==== Text

This loop does two things:

  1. Find the value's frame, using the frame ID.
     This turns out to be a non-trivial operation!
        (a) we start at frame #0
        (b) for every frame:
            + if frame->id does not match:
                -> get the previous frame, which as you can see above
                   involves a lot of checking (main func, entry point,
                   null pc, etc)

  2. Call get_frame_register_value (frame, regnum)
     This, as far as I can tell from code inspection, should return
     pretty promptly a *lazy* register lval for the same register
     number, but with the next frame.

The while loop combined with the frame_find_by_id is O(n^2), because
they both walk the entire frame chain. But what makes it really slow,
I think, is the fact that each call to get_prev_frame is really
expensive because of the various checks.

One improvement I'm looking at is the fact that get_prev_frame is
doing redundant checks when the previous frame has already been
computed. So I'm currently testing the idea of adding:

  if (this_frame->prev_p)
    return this_frame->prev;

(before doing the various checks and then calling get_prev_frame_1).
Does anyone see why this would be a problem? It does not change the
fact that the current algorithm is still O(n^2), but it does make
the frame_find_by_id loop a lot lighter. With the example above and
10_000 iterations, my debug traces showed a reduction from 40+ secs
down to about 13secs.

========
==== Data extract

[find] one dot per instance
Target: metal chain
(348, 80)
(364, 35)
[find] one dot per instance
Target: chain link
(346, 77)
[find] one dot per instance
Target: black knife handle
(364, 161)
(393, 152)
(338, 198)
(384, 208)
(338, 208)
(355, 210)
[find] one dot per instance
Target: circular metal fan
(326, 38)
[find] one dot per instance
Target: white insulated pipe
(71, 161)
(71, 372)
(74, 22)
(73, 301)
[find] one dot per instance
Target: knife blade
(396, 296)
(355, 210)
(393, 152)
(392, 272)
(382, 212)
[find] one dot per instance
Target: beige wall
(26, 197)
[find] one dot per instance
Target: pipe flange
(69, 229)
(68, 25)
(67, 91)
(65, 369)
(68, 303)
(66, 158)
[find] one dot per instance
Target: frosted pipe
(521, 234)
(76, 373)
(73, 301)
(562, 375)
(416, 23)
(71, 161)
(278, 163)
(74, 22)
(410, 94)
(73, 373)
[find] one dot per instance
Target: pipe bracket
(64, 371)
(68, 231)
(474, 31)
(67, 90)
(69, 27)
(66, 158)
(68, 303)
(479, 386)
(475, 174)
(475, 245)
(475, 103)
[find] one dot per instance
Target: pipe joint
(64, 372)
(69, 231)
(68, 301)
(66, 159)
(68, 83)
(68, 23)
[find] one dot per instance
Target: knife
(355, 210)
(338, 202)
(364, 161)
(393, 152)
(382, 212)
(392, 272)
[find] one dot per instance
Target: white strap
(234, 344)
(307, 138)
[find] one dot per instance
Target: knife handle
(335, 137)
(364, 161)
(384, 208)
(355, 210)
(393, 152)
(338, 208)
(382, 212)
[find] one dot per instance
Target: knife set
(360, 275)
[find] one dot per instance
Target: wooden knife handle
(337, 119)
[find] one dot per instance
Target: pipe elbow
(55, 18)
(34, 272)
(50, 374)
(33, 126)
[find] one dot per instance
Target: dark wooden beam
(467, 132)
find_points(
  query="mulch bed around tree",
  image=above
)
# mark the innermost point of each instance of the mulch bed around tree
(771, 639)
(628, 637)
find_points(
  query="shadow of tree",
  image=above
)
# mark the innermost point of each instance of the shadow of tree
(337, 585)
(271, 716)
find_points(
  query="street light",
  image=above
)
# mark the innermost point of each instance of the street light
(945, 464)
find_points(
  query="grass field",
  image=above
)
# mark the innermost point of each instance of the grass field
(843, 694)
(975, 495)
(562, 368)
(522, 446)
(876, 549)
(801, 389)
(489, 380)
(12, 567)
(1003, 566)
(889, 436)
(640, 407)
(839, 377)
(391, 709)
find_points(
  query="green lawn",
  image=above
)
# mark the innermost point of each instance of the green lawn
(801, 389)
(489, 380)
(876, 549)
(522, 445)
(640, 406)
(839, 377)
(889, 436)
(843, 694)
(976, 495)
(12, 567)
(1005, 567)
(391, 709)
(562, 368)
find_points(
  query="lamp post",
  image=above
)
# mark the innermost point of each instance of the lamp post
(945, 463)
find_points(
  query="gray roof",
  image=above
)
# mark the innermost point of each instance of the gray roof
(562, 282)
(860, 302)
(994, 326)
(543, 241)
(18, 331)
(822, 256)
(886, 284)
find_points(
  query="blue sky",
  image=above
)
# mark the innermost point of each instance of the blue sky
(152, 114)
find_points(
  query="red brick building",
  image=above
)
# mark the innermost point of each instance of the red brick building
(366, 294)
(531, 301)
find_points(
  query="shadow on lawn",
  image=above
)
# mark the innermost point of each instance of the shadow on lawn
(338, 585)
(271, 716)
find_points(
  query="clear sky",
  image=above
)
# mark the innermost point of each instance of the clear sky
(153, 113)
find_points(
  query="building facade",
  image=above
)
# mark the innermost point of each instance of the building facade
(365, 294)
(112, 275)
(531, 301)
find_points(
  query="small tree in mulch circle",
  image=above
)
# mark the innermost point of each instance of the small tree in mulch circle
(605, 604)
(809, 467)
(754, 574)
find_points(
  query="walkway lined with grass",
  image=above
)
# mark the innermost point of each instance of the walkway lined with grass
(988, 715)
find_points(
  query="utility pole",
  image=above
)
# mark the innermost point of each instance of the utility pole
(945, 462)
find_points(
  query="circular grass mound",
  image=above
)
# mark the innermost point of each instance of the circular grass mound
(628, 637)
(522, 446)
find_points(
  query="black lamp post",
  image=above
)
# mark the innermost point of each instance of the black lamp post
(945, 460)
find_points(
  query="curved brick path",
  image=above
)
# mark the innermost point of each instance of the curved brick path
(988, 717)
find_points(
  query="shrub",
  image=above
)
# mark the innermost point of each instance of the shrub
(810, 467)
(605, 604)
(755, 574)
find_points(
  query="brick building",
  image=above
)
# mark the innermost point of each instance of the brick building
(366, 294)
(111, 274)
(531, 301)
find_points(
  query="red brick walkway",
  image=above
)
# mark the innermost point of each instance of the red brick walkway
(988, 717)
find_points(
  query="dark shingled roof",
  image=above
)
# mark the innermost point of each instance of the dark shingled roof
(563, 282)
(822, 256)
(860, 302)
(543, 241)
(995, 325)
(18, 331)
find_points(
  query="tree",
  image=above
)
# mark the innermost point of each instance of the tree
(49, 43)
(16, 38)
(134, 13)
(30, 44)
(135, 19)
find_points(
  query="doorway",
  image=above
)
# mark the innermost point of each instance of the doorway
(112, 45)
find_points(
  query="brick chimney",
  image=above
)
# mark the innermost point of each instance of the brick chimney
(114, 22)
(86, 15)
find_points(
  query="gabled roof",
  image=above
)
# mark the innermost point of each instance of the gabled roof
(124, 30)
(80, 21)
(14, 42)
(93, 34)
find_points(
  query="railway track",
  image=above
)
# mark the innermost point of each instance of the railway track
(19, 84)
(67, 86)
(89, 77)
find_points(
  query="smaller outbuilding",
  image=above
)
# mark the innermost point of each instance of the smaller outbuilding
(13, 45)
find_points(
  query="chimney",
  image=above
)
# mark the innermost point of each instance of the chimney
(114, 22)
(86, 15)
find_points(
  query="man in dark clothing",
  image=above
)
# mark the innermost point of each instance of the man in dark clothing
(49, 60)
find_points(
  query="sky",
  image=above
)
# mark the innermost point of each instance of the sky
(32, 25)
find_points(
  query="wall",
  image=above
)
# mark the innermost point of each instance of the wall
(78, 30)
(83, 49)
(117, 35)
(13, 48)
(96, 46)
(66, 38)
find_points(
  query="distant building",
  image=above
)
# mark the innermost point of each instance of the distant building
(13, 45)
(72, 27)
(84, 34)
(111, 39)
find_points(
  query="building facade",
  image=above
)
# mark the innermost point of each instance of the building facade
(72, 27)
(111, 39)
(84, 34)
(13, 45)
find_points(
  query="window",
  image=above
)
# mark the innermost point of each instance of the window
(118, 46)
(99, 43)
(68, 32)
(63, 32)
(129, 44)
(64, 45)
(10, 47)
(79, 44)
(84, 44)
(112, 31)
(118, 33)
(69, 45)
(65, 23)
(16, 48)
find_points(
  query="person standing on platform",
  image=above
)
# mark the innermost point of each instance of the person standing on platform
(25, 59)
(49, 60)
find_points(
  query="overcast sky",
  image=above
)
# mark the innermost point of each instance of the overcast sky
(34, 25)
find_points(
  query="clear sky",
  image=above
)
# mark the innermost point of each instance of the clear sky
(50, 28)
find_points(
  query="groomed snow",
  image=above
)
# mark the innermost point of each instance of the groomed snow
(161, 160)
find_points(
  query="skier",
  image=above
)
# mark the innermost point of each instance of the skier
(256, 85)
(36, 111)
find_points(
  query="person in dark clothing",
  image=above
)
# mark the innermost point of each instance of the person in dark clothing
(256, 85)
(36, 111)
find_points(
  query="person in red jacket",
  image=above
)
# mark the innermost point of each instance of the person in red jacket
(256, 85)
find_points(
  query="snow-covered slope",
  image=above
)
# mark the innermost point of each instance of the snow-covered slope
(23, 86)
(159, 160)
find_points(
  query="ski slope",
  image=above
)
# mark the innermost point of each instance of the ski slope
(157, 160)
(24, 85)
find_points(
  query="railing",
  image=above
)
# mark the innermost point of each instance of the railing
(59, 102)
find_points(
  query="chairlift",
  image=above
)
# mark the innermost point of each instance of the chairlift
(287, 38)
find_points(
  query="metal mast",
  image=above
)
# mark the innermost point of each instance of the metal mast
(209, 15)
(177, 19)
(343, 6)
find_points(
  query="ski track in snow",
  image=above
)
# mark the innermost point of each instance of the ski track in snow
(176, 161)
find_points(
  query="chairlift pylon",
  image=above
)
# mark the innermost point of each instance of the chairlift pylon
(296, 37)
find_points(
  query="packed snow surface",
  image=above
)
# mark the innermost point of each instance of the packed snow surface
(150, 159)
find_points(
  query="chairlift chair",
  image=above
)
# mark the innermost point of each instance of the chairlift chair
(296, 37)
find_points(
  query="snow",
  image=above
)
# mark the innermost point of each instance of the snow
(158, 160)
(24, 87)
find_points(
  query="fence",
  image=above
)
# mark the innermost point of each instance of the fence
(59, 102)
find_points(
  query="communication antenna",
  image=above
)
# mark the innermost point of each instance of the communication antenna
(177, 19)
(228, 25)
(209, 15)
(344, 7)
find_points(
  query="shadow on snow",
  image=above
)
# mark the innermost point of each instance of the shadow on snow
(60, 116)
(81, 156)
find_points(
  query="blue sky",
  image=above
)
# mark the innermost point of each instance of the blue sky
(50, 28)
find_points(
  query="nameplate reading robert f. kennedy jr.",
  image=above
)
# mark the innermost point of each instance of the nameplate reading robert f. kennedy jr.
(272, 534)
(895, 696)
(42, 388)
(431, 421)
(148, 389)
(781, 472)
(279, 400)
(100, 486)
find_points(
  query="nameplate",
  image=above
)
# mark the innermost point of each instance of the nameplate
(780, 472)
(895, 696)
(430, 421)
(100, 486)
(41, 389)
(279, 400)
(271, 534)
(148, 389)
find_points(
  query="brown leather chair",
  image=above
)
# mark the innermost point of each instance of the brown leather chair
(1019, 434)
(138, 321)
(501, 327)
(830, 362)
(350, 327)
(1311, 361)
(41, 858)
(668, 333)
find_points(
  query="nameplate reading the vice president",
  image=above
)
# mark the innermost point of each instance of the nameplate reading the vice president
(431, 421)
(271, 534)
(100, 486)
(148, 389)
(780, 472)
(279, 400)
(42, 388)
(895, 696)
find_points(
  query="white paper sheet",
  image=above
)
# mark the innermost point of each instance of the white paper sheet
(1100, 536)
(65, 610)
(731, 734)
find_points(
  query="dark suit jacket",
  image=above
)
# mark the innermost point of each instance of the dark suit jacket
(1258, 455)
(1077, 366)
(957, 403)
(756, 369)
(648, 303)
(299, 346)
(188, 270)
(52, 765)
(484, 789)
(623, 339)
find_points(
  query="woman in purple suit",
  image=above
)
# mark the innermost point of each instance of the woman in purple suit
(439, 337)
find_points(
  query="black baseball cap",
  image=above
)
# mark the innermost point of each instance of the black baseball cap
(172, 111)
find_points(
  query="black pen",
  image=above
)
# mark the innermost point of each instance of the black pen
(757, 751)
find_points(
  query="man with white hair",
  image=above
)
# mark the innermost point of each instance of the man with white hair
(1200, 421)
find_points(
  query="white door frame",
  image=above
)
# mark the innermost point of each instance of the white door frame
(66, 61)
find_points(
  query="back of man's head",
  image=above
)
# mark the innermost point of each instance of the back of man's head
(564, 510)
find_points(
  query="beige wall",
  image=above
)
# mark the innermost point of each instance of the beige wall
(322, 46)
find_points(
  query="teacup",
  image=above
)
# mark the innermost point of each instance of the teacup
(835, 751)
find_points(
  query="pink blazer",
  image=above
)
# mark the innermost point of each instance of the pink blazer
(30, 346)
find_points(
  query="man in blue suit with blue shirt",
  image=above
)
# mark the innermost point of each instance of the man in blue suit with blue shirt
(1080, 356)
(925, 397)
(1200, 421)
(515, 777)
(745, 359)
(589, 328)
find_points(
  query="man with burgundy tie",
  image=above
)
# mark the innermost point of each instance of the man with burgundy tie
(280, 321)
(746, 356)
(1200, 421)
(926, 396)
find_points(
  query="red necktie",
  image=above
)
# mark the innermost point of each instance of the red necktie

========

__Short problem 1__.
Answer each of the following from the text on frame lookup, one line per answer.
(a) At which frame does the search for the value's frame start?
(b) According to the writer, what really makes the loop slow?
(c) With 10_000 iterations, what reduction did the writer's debug traces show?
__Short problem 2__.
Transcribe the stretch of the text on frame lookup from "return this_frame->prev;" through "to about 13secs.".

__Reply 1__.
(a) It starts at frame #0.
(b) Each call to get_prev_frame is really expensive because of the various checks.
(c) The time dropped from 40+ seconds to about 13 seconds.

__Reply 2__.
return this_frame->prev;

(before doing the various checks and then calling get_prev_frame_1).
Does anyone see why this would be a problem? It does not change the
fact that the current algorithm is still O(n^2), but it does make
the frame_find_by_id loop a lot lighter. With the example above and
10_000 iterations, my debug traces showed a reduction from 40+ secs
down to about 13secs.